> DO THIS
Retype all of the data exactly as given.

> RECORDS PROVIDED
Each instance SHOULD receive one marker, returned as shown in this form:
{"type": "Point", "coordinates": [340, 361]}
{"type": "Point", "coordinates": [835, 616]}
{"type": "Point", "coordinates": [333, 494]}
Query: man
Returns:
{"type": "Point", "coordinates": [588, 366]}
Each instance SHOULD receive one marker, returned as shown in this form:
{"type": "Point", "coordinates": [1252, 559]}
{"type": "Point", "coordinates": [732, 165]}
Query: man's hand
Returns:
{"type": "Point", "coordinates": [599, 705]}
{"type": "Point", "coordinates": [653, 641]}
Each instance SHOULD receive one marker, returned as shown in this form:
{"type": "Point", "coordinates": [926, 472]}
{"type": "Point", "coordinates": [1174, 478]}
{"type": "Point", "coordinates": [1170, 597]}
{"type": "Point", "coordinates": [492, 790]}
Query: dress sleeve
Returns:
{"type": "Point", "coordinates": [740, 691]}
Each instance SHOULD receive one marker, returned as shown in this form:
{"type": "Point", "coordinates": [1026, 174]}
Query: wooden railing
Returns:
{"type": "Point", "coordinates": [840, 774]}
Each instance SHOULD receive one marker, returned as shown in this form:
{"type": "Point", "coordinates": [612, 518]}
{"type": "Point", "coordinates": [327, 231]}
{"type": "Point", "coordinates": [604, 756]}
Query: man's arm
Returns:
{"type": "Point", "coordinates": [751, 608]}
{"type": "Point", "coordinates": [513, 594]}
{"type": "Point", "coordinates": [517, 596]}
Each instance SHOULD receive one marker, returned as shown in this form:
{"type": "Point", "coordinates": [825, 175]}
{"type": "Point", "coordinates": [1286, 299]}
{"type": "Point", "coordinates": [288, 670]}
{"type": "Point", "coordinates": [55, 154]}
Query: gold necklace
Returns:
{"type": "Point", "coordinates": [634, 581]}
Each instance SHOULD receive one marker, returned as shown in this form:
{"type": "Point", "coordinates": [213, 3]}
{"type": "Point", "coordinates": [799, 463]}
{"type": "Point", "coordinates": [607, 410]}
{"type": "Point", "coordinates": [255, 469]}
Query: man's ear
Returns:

> SOLUTION BELOW
Each instance SHOULD receive one marker, returned as shown in this form:
{"type": "Point", "coordinates": [340, 361]}
{"type": "Point", "coordinates": [835, 616]}
{"type": "Point", "coordinates": [333, 494]}
Query: man
Returns:
{"type": "Point", "coordinates": [588, 366]}
Each instance SHOULD receive one marker, returned as shown in this form:
{"type": "Point", "coordinates": [1252, 559]}
{"type": "Point", "coordinates": [732, 165]}
Query: man's hand
Returns:
{"type": "Point", "coordinates": [599, 705]}
{"type": "Point", "coordinates": [653, 641]}
Each instance SHOULD receive one marker, returned as shown in this form:
{"type": "Point", "coordinates": [926, 472]}
{"type": "Point", "coordinates": [1174, 478]}
{"type": "Point", "coordinates": [1170, 597]}
{"type": "Point", "coordinates": [492, 790]}
Query: dress sleeve
Returns:
{"type": "Point", "coordinates": [740, 691]}
Each instance SHOULD receive one marker, returned as shown in this form:
{"type": "Point", "coordinates": [1026, 174]}
Query: wooden railing
Returns:
{"type": "Point", "coordinates": [840, 774]}
Each instance SHOULD receive one marker, returned as shown in this form:
{"type": "Point", "coordinates": [612, 518]}
{"type": "Point", "coordinates": [327, 231]}
{"type": "Point", "coordinates": [604, 756]}
Query: man's arm
Returns:
{"type": "Point", "coordinates": [751, 608]}
{"type": "Point", "coordinates": [513, 594]}
{"type": "Point", "coordinates": [517, 596]}
Each instance SHOULD receive one marker, returned as shown in this form:
{"type": "Point", "coordinates": [825, 175]}
{"type": "Point", "coordinates": [1286, 299]}
{"type": "Point", "coordinates": [288, 670]}
{"type": "Point", "coordinates": [55, 154]}
Query: gold necklace
Returns:
{"type": "Point", "coordinates": [634, 581]}
Each instance SHOULD receive one marker, returned as shown in this form:
{"type": "Point", "coordinates": [213, 3]}
{"type": "Point", "coordinates": [799, 463]}
{"type": "Point", "coordinates": [607, 410]}
{"type": "Point", "coordinates": [255, 469]}
Query: man's ear
Returns:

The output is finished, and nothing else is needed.